**Exercise data**
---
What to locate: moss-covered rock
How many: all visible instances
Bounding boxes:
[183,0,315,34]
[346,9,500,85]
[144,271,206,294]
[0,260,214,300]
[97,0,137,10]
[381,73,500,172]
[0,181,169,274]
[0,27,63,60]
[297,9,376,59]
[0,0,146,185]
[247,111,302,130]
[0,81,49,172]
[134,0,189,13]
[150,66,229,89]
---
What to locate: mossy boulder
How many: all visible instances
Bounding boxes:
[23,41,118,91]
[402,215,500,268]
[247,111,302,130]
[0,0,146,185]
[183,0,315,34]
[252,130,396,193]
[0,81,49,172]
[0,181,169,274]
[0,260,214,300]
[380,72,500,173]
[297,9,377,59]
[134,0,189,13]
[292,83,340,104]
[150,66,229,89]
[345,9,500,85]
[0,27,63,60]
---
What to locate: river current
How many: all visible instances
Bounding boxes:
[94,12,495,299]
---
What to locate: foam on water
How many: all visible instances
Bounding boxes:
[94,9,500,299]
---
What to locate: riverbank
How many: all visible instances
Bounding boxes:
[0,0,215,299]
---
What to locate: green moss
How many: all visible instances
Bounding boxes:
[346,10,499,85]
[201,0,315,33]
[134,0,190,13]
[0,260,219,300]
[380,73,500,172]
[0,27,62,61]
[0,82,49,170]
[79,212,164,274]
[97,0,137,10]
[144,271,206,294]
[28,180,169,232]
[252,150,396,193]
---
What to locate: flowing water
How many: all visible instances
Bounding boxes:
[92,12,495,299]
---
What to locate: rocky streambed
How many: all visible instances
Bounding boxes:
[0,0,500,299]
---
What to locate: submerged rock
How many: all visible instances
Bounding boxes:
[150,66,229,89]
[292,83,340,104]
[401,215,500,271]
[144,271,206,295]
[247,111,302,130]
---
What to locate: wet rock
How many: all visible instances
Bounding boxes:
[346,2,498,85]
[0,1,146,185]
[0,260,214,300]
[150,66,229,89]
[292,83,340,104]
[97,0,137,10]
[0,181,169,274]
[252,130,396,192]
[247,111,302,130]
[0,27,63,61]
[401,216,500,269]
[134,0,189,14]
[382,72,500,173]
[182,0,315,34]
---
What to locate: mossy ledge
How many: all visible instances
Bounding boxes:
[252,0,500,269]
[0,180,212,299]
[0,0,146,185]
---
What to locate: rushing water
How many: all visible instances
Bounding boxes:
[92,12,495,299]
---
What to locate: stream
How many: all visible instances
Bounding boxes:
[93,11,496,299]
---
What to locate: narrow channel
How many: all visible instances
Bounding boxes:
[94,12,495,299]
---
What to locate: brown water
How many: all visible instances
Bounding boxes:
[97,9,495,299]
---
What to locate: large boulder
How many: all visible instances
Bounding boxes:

**Written request**
Please output the entire listing exactly as it stands.

**Exercise result**
---
What to locate: moss-covered rock
How many: all visible instances
Bounding boxes:
[183,0,315,34]
[346,9,500,85]
[144,271,206,294]
[0,260,214,300]
[97,0,137,10]
[381,73,500,172]
[0,181,169,274]
[0,27,63,60]
[297,9,376,59]
[0,0,146,185]
[247,111,302,130]
[0,81,49,172]
[134,0,189,13]
[150,66,229,89]
---
What to locate: mossy boulder
How many: all visible instances
Bounding boxes:
[23,41,118,91]
[402,215,500,268]
[247,111,302,130]
[0,0,146,185]
[183,0,315,34]
[252,130,396,193]
[0,81,49,172]
[0,181,169,274]
[0,260,214,300]
[380,72,500,173]
[297,9,377,59]
[134,0,189,13]
[292,83,340,104]
[150,66,229,89]
[345,9,500,85]
[0,27,63,60]
---
What to locate: river current
How many: all visible instances
Bounding boxes:
[94,12,495,299]
---
What to locate: foam on water
How many: all visible instances
Bounding boxes:
[94,9,500,299]
---
What to locate: riverbank
How many: all visible instances
Bounding boxes:
[0,0,215,299]
---
What to locate: green moss
How many: all visible instances
Bounding boxes:
[346,10,499,85]
[201,0,315,33]
[134,0,190,13]
[0,260,219,300]
[380,73,500,172]
[0,27,62,61]
[0,82,49,170]
[79,212,164,274]
[97,0,137,10]
[144,271,206,294]
[28,180,169,232]
[252,150,396,193]
---
What to locate: flowing water
How many: all visible instances
Bounding boxes:
[92,12,495,299]
---
What to locate: rocky streambed
How many: all visible instances
Bounding boxes:
[0,0,500,299]
---
What to locate: submerged rock
How many: all visible instances
Bounding boxes:
[150,66,229,89]
[292,83,340,104]
[401,215,500,271]
[144,271,206,295]
[247,111,302,130]
---
What to locate: wet rock
How many: all visible instances
Bounding boxes:
[346,2,498,85]
[0,1,146,185]
[0,260,214,300]
[150,66,229,89]
[292,83,340,104]
[97,0,137,10]
[0,181,169,274]
[252,130,396,192]
[247,111,302,130]
[0,27,63,61]
[401,216,500,269]
[134,0,189,14]
[382,72,500,173]
[182,0,315,34]
---
What to locate: mossy ledge
How many: all visible instances
Bounding boxes:
[252,0,500,269]
[0,180,212,299]
[0,0,146,185]
---
What to locate: rushing water
How many: all visible instances
Bounding boxes:
[92,12,495,299]
---
What to locate: stream
How many: all visible instances
Bounding boxes:
[93,11,496,299]
---
What to locate: narrow channel
How many: all visible instances
Bounding boxes:
[94,12,495,299]
---
What to locate: brown water
How many: all visible instances
Bounding boxes:
[97,9,495,299]
---
What to locate: large boulder
How many: all visible instances
Bounding boxes:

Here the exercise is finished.